**Stated problem 1:** Render into Spanish this sentence from the passage on women in politics in Muslim countries: "During his five years in office, the economy has grown 7.3 percent and there has been lower inflation and record foreign investment."
**Stated problem 2:** From the passage on women in politics in Muslim countries, return everything from "Returning now to" down to "complain about injustices.", word for word.

**Selection:**
- - -
The number of Turkish women in the 550-seat Parliament doubled to 50, not too far from the 74 women who currently serve in our 535-member Congress.  Women have been elected as prime ministers or presidents of Turkey, Pakistan, Bangladesh, and Indonesia, all Muslim countries.  Bangladesh has had two female prime ministers. 

 

Harvard-educated Benazir Bhutto, twice prime minister of Pakistan and now living in exile in Dubai, was the first Asian woman to be elected president of the prestigious Oxford Union.  In 1988, at the age of 35, she led her Pakistan Peoples Party to victory and became the female prime minister of any Muslim country. Even though she is still under the pall of corruption charges, she is currently the most popular politician in Pakistan.  The U. S. government is now attempting to broker a deal between General Musharraf, who would remain president, and Bhutto, who would be allowed to return for the Fall, 2007 elections.

 

Returning now to Turkey, AK Prime Minister Tayyip Erodgan has led the most successful Turkish government in 50 years.  During his five years in office, the economy has grown 7.3 percent and there has been lower inflation and record foreign investment.  The Turkish lira has gained 19 cents on the dollar over the past year, compared to the Euro's rise of 6 cents. Erodgan has reduced corruption and expanded human rights, although the minority Kurds still complain about injustices.
- - -
**Stored rows:**
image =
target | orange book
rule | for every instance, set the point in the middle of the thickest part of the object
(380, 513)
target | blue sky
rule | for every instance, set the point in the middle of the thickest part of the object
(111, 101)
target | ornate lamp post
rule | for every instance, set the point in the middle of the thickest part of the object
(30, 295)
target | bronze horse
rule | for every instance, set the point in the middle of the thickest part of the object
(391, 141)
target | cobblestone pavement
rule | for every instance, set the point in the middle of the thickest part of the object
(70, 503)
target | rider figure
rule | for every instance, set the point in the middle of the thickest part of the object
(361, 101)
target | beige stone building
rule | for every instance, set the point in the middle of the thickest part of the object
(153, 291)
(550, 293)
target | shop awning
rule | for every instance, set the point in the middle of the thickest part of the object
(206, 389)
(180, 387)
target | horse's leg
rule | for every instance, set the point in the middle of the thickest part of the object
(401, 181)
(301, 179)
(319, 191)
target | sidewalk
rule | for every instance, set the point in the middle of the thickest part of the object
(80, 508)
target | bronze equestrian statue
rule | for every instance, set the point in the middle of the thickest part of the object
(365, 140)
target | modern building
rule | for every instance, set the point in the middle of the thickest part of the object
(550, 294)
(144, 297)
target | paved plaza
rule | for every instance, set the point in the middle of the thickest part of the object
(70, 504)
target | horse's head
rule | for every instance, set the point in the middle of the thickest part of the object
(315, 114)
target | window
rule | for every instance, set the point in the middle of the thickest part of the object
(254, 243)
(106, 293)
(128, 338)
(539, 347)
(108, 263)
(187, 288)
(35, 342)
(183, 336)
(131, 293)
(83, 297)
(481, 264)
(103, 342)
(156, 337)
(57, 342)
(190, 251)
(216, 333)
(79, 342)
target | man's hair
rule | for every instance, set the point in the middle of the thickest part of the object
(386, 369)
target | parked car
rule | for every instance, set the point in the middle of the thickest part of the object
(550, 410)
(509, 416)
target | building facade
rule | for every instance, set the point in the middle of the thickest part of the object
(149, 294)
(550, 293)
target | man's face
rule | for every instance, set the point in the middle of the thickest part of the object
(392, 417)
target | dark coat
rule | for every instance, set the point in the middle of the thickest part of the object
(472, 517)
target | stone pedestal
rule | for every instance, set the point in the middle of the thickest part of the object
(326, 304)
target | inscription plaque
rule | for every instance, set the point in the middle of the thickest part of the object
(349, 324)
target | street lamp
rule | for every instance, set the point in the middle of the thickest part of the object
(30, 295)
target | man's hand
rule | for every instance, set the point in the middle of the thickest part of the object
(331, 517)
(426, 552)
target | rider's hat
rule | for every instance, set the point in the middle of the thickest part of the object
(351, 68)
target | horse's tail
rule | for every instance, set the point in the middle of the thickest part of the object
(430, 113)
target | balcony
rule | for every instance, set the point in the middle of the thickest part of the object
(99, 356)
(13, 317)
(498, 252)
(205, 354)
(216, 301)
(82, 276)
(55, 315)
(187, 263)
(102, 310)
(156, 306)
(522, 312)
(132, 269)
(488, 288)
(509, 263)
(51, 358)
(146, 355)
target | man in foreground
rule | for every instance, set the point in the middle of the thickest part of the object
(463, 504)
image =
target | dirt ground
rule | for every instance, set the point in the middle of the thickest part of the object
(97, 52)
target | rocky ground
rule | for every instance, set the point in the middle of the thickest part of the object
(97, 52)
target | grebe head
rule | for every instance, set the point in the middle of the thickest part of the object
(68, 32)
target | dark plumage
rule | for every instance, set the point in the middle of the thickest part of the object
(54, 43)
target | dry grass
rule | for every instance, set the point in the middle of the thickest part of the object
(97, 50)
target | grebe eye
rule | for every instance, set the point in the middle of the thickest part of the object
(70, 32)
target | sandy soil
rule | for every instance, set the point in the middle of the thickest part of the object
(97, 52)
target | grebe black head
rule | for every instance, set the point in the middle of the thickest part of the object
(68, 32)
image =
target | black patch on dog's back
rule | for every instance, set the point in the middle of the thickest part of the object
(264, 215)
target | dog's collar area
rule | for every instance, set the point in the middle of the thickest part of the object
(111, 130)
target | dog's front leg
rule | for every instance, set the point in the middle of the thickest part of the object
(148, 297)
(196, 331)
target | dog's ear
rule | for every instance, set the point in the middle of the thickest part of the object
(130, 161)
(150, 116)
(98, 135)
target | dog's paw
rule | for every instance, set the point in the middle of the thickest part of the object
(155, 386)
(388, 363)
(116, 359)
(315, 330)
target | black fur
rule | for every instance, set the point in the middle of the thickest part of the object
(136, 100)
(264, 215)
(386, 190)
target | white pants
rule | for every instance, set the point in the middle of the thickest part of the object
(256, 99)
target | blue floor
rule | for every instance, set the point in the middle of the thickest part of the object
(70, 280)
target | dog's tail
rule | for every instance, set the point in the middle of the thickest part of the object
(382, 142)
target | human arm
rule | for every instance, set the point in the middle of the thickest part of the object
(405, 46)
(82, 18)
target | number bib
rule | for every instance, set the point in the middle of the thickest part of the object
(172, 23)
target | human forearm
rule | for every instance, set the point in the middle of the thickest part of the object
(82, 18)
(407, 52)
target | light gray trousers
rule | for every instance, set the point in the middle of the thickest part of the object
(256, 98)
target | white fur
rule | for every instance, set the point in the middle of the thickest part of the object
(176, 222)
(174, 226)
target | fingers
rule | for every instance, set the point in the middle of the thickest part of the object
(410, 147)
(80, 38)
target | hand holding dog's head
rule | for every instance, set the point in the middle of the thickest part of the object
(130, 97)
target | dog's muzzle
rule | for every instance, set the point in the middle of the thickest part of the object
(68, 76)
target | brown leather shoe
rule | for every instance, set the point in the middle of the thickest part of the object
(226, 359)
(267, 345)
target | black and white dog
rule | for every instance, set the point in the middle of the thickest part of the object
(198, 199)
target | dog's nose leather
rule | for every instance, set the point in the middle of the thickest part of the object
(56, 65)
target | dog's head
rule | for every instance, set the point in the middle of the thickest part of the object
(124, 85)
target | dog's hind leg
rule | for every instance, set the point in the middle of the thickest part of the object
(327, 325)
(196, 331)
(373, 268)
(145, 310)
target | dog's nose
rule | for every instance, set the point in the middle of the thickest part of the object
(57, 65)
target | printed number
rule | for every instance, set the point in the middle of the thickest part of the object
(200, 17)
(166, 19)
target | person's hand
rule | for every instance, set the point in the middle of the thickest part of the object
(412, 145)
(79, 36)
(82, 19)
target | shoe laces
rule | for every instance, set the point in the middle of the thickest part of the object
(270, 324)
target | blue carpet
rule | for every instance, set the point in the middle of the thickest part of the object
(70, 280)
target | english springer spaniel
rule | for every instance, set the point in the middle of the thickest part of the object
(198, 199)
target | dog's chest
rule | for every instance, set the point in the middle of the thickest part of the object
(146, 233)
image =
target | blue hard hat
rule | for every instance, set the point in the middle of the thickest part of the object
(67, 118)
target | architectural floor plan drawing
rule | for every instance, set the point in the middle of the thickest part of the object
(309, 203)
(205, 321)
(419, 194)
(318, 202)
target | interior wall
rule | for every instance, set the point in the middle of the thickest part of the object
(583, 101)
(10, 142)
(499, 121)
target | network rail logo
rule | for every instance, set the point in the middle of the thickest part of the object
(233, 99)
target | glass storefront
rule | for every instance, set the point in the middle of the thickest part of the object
- - -
**Result 1:** Durante sus cinco años en el cargo, la economía ha crecido un 7,3 por ciento y ha habido una inflación más baja y una inversión extranjera récord.

**Result 2:**
Returning now to Turkey, AK Prime Minister Tayyip Erodgan has led the most successful Turkish government in 50 years.  During his five years in office, the economy has grown 7.3 percent and there has been lower inflation and record foreign investment.  The Turkish lira has gained 19 cents on the dollar over the past year, compared to the Euro's rise of 6 cents. Erodgan has reduced corruption and expanded human rights, although the minority Kurds still complain about injustices.